### Énoncé du problème A
Indiquez combien de lignes des enregistrements ci-dessous contiennent la chaîne « following ». Donnez uniquement ce nombre.

### Texte fourni
━━━━━━━━━━

Apichatpong Weersasethakul (Thaïlande/France/Allemagne/Espagne/GB 2010)

Sakda Kaewbuadee, Jenjira Pongpas, Thanapat Saisaymar

113 min.
1er septembre 2010
ONCLE BOONMEE (qui se souvient de ses vies antérieures)

Aller au cinéma ce n’est pas uniquement faire la file, acheter un ticket et s’asseoir dans un fauteuil plus ou moins confortable. C’est accepter de se laisser aller, de se laisser conduire par un cinéaste vers une destination inconnue. Parfois très éloignée de sa façon de voir le monde et de l’entendre respirer.

Pour entrer dans l’univers végétal et animiste de Weerasethakul, il n’est pas utile d’emporter avec soi le Discours de la Méthode de Descartes mais il l’est de savoir se mettre au diapason de ses ondes alpha.

Moins film expérimental (*) que film centré sur une expérience développée en marge de toute logique narrative, « Oncle… » tente de cerner et de donner forme à un ressenti.

 

Celui d’un homme, apiculteur de son état - c’est-à-dire possédant le secret de fabrication d’un produit considéré longtemps comme insolite et prisé, sous la forme d’hydromel, des Dieux - qui sentant la mort proche convoque ses vies passées.

Avec la force magnétique d’un hypnotiseur de talent et la générosité teintée de retenue des Asiatiques, AW propose à celui qui a envie de le suivre de funanbuler de concert sur un fil tendu entre poésie et fantastique.

 

Et d’entrer avec lui dans un lent rêve hallucinatoire et exploratoire tiraillé entre physique et métaphysique, entre appartenance au monde terrestre et aspiration à quelque chose de plus élevé.

Il est tentant face à cette « promenade » empreinte de beauté, de mystère et d’émois d’évoquer le thème de la réincarnation propre au bouddhisme, philosophie dont se revendique le cinéaste.

Mais il est aussi tentant de se souvenir d’autres films qui évoquent, avec autant de singularité, les vertiges d’un homme en fin de vie. Et de penser à John Gielgud dans « Providence » de Resnais qui, lui aussi, plonge de façon fascinante dans des délires télescopant rêves et errances temporelles.

Enigmatique aussi le départ de Michel Lonsdale dans le film « Adieu » d’Arnaud Des Pallières qui, avec le même sens de la composition des plans et de l’espace que AW, mêle lyrisme et réalité concrète.

Œuvre qui réfléchit l’intensité de la vie intérieure du réalisateur, « Oncle… » réfléchit aussi la nôtre. Parce que, par son étrangeté énigmatique, elle sollicite notre participation pour insérer dans ses entailles un peu de ce nous-même qui donne sens à ce qui se passe sur l’écran.

Et ce qui s’y passe n’est pas toujours serein. Mais parfois cruel et sauvage. Rappelant qu’en incipit de son quatrième film, « Tropical malady », AW posait la phrase suivante « Nous passons notre temps à dompter notre nature animale, naturellement féroce ».

━━━━━━━━━━

### Énoncé du problème B
Poursuivez la critique du film « Oncle Boonmee » ci-dessus après sa dernière phrase.

### Données fournies
━━━━━━━━━━

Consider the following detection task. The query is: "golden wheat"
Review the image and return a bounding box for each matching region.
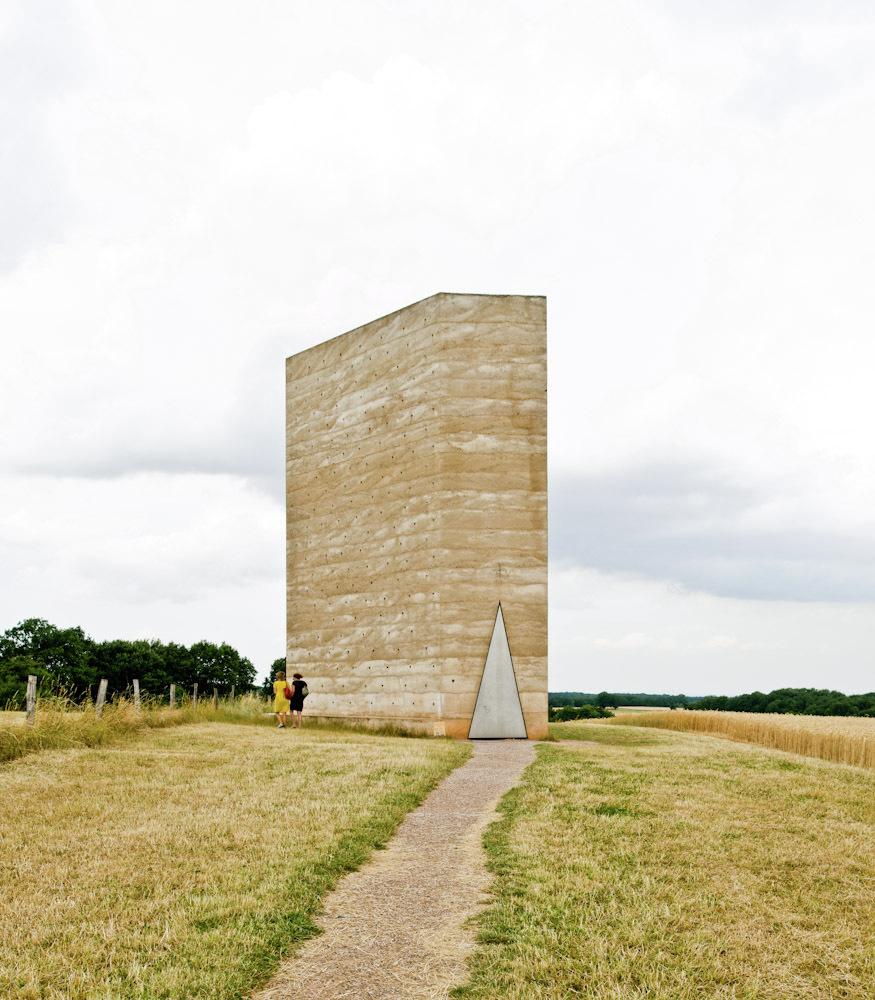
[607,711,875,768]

━━━━━━━━━━

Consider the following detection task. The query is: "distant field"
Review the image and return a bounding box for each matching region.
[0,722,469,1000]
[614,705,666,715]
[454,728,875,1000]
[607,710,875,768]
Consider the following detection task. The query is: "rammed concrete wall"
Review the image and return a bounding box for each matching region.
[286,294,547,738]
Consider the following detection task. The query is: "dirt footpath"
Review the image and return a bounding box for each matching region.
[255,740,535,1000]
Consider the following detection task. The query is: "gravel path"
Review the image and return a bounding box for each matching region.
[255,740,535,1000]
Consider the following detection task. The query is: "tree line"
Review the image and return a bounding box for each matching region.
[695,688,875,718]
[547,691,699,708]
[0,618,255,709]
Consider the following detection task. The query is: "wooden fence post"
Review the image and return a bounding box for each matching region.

━━━━━━━━━━

### Réponse A
7

### Réponse B
Je ne sais pas si « Oncle … » est un film à recommander. Je sais simplement qu’on peut en sortir apaisé. Comme après la projection du « Shara » de Naomi Kawase parce qu’elle permet à sa jeune héroïne de faire la paix avec des souvenirs douloureux.

A la fois apaisé et à la fois en doute. Comme après un voyage qui fut troublant. Et fatiguant.

Est-ce que le mysticisme qui imprègne le périple de Boonmee à travers la jungle jusqu’à son lieu de naissance (**) est spontané ou bien n’est-il pour reprendre une des dernières phrases du film de Resnais cité plus haut : « que la tentation quand la mort est proche de croire en quelque chose » ?

"Oncle …" a reçu la Palme d’Or au festival de Cannes 2010.

Dans sa chronique à chaud parue dans le Monde du 25 mai soit le lendemain du prononcé, Eric Neuhoff, dont la dent est souvent de piranha, écrivait : en consacrant « Oncle … » les jurés cannois perpétuent une tradition plus que trentenaire : on n’est pas à Cannes pour s’amuser.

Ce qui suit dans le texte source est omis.